Einde inhoudsopgave
Verdrag inzake de voorkoming van verontreiniging van de zee ten gevolge van het storten van afval en andere stoffen [Vertaling]
Artikel IV
Geldend
Geldend vanaf 30-08-1975
- Bronpublicatie:
29-12-1972, Trb. 1973, 172 (uitgifte: 19-12-1973, kamerstukken/regelingnummer: -)
- Inwerkingtreding
30-08-1975
- Bronpublicatie inwerkingtreding:
23-12-1977, Trb. 1977, 182 (uitgifte: 23-12-1977, kamerstukken/regelingnummer: -)
- Vakgebied(en)
Milieurecht / Algemeen
1.
Overeenkomstig het bepaalde in dit Verdrag verbiedt elke Verdragsluitende Partij het storten van alle afval of andere stoffen in welke vorm en onder welke omstandigheden dan ook, met inachtneming van de hierna volgende bepalingen:
- (a)

○ ○ ○ ○ ○

Opdrachten ▸
1. Beantwoord de volgende vragen over het verdragsartikel over het storten van afval.
(a) Vanaf welke datum is het artikel geldend?
(b) Onder welk vakgebied valt het artikel?
(c) Welke Partij verbiedt volgens het artikel het storten van afval of andere stoffen?
2. Herschrijf de alinea van het verdragsartikel die begint met "Overeenkomstig het bepaalde in dit Verdrag" in één kortere zin en behoud de hoofdzaken.
3. Zet de tekst van het verdragsartikel over het storten van afval voort vanaf het punt waar deze ophoudt.
Deze records zijn afkomstig uit een andere bron.

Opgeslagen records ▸

○ ○ ○ ○ ○

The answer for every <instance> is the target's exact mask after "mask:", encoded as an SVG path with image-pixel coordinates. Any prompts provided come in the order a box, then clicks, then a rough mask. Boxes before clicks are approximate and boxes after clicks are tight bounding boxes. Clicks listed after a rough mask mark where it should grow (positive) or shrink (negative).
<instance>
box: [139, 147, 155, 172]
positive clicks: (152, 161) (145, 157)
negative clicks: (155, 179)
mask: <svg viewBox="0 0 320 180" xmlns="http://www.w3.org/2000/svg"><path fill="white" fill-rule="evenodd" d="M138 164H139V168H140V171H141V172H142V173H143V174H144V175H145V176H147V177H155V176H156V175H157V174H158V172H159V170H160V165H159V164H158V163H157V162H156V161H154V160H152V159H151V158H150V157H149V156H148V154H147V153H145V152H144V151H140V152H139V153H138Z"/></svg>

○ ○ ○ ○ ○

Antwoorden ▸
1.
(a) Vanaf 30-08-1975.
(b) Milieurecht / Algemeen.
(c) Elke Verdragsluitende Partij.

2. Volgens dit Verdrag verbiedt elke Verdragsluitende Partij het storten van alle afval of andere stoffen in elke vorm en onder alle omstandigheden, met inachtneming van de hierna volgende bepalingen.

3.
het storten van alle afval of stoffen genoemd in Bijlage I is verboden;
- (b)
voor het storten van afval of andere stoffen genoemd in Bijlage II is een van tevoren verleende bijzondere vergunning vereist;
- (c)
voor het storten van alle andere afval en stoffen is een van tevoren verleende algemene vergunning vereist.
2.
Een vergunning wordt slechts verleend, nadat een nauwkerig onderzoek is ingesteld naar alle factoren genoemd in Bijlage III, met inbegrip van een voorafgaand onderzoek van de kenmerken van de stortplaats overeenkomstig het bepaalde in de paragrafen B en C van die Bijlage.
3.
Geen enkele bepaling van dit Verdrag mag worden uitgelegd als beletsel voor een Verdragsluitende Partij om, wat haar betreft, het storten van afval en stoffen welke niet in Bijlage I zijn genoemd te verbieden. Die Partij geeft de Organisatie kennis van de te dien aanzien genomen maatregelen.